(Task prompt): In these entries, tally the lines where "bloom" occurs. Respond with only the count.

Supplied material START

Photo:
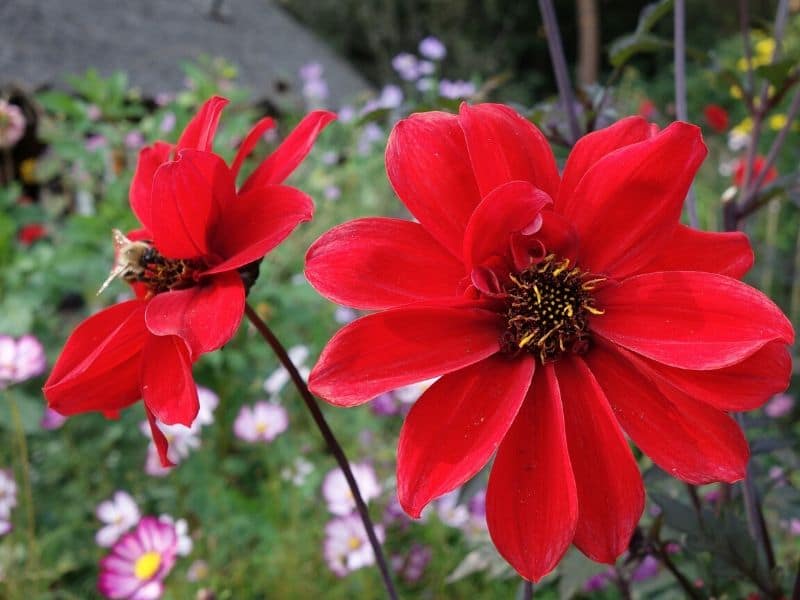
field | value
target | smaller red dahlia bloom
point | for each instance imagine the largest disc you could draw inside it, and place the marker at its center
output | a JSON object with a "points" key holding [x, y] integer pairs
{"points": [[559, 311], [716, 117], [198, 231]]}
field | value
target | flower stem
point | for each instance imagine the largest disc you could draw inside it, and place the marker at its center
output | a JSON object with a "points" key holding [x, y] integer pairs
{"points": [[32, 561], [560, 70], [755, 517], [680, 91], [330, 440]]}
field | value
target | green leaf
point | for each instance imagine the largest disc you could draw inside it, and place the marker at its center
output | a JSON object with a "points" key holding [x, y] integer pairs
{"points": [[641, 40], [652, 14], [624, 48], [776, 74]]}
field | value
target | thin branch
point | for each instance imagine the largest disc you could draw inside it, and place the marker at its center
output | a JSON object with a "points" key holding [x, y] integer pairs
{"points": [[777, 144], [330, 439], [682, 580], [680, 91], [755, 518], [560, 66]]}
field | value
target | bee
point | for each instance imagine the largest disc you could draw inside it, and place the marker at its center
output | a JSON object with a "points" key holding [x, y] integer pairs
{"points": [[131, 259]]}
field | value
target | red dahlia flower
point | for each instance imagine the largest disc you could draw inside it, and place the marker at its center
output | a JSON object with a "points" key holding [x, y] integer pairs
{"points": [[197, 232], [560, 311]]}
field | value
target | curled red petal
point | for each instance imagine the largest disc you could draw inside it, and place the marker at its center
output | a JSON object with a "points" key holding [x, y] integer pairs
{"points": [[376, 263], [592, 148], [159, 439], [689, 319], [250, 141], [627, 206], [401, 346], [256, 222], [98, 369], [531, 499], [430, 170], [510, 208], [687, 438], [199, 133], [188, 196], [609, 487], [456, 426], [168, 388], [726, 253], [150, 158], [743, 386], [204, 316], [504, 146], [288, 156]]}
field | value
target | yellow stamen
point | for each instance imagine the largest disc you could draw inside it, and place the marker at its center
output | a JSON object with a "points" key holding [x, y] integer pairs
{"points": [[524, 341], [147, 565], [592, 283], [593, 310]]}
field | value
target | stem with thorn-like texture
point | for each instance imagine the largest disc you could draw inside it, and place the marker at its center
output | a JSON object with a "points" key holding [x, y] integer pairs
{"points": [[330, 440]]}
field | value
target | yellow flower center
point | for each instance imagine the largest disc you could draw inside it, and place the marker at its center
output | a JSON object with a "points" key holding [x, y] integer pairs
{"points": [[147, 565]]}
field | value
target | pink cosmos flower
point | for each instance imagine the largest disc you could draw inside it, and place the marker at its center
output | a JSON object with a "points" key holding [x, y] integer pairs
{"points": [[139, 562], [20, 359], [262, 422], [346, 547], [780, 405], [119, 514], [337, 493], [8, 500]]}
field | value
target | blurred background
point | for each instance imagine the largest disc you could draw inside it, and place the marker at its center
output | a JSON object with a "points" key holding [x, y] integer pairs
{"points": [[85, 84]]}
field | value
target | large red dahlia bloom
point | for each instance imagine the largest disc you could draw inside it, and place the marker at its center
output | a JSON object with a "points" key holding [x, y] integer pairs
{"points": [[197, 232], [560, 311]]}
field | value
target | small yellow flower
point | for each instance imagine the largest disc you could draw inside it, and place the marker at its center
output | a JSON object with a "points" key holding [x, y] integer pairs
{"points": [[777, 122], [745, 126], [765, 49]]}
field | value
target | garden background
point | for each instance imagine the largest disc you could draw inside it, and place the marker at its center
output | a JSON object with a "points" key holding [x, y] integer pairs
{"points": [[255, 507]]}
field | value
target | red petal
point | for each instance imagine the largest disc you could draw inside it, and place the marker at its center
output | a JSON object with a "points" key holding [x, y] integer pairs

Supplied material END

(Answer to this task): 2